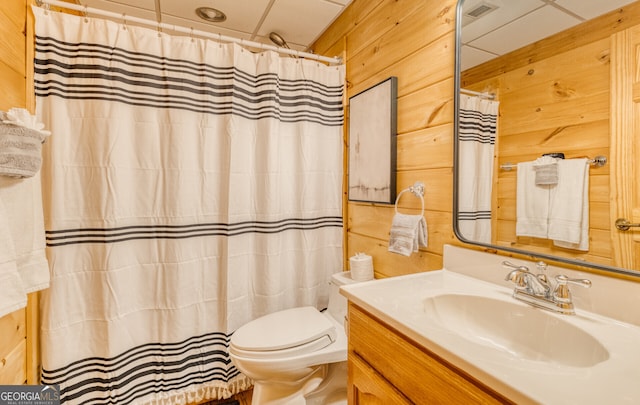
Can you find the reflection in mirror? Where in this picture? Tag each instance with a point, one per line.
(541, 129)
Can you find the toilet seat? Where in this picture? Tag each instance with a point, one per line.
(290, 332)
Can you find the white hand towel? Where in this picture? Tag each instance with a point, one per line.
(408, 232)
(569, 210)
(532, 203)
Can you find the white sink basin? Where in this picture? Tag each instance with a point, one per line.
(530, 355)
(523, 332)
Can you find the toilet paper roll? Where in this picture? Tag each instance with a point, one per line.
(361, 266)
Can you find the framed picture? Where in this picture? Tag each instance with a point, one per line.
(372, 143)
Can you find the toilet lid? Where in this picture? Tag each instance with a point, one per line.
(285, 329)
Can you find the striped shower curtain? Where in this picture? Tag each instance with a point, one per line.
(477, 134)
(190, 187)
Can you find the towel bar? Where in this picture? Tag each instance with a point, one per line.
(597, 161)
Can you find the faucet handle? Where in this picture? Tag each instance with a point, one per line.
(562, 293)
(514, 266)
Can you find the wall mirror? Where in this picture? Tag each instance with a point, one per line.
(536, 77)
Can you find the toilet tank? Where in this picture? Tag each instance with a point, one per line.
(337, 302)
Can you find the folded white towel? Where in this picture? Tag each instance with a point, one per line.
(532, 203)
(569, 209)
(546, 168)
(408, 232)
(13, 296)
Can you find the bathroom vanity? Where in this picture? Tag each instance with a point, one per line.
(457, 335)
(387, 367)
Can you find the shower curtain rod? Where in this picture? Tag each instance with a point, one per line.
(189, 31)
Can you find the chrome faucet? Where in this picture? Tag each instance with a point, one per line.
(537, 290)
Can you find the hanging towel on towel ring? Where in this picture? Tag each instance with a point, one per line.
(408, 232)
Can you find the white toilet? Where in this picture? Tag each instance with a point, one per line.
(297, 356)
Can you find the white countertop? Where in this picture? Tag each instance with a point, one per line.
(400, 302)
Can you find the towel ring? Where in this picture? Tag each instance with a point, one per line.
(417, 189)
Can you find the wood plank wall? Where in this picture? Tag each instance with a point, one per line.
(414, 41)
(15, 349)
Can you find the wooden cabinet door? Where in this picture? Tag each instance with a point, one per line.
(368, 387)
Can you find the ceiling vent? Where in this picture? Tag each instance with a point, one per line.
(479, 10)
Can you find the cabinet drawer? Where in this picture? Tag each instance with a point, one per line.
(418, 374)
(368, 387)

# # # # # # #

What is asked:
Reproduce the material above line for line, without any alteration, and omit the picture from your reproduction.

Response to this exercise:
Can you find the reflection in mirror? Where in this picture? Tag each instance with a point, one per line.
(541, 129)
Can you find the toilet seat? Where in this picture? Tag each instance with a point, one per line.
(290, 332)
Can you find the white hand towel? Where in this picture? Tag each instance with a point, one per line.
(408, 232)
(569, 210)
(532, 203)
Can you find the white sink basin? Where in this picture? Tag each instance with a point, one per line.
(530, 355)
(523, 332)
Can you find the toilet paper roll? Where in this picture? Tag each instance with a point, one per line.
(361, 266)
Can you find the framed picture? Where in this picture? Tag each instance with a point, one per line.
(372, 143)
Can you find the toilet lid? Where in this picture? Tag each instance with a point, one per line.
(285, 329)
Can you find the striped shower curtain? Where in this picture? Tag each instance with a point, one per line.
(477, 134)
(190, 187)
Can you find the towel bar? Where in this picture? Tag each instance with a point, one per line.
(597, 161)
Can you find the faucet handle? Where in this picture? Tag each instance with a point, one per line.
(562, 293)
(514, 266)
Can you find the wall mirror? Where in this picture? Tag each instance with a point, one per line.
(536, 77)
Can you find the toilet tank? Where in this picture? Tag each instance with a point, one per line.
(337, 302)
Can you find the folded white towel? Where in this picture? Tag each instance with a point, one per line.
(532, 203)
(569, 209)
(546, 168)
(408, 232)
(13, 296)
Can you find the bathroom vanity? Where in this picture? Tag each instance with a point, one per line.
(457, 335)
(387, 367)
Can you find the shower curtain rod? Where in this picture? Tag each instance with a point, one per line.
(189, 31)
Can you find the chrome faucet? Where in this picture? Tag each instance with a point, one per line.
(537, 290)
Can you find the hanging towel on towel ring? Where in this picture? Tag each instance with a point, one per line.
(408, 232)
Can you find the white toilet? Where in this picture? Tag each instance with a point, one per line.
(297, 356)
Can you find the white countertop? Where in this picture? Tag each instance with a point, one per line.
(400, 302)
Can you find the towel ring? Where in this picture? Tag each instance with a point, one per line.
(417, 189)
Can you find the wood plank wall? Where in this picture? Tag each instance with a point, one per line.
(414, 41)
(15, 349)
Can you find the wooden cabinet door? Where in this picture? Tag each instance with a point, one per line.
(368, 387)
Can you find the ceiling vent? Where in this picture? Tag each instance with a point, one per line.
(479, 10)
Can you find the cabinet drawer? Where in this picture? Tag each instance with a point, one per line.
(418, 374)
(368, 387)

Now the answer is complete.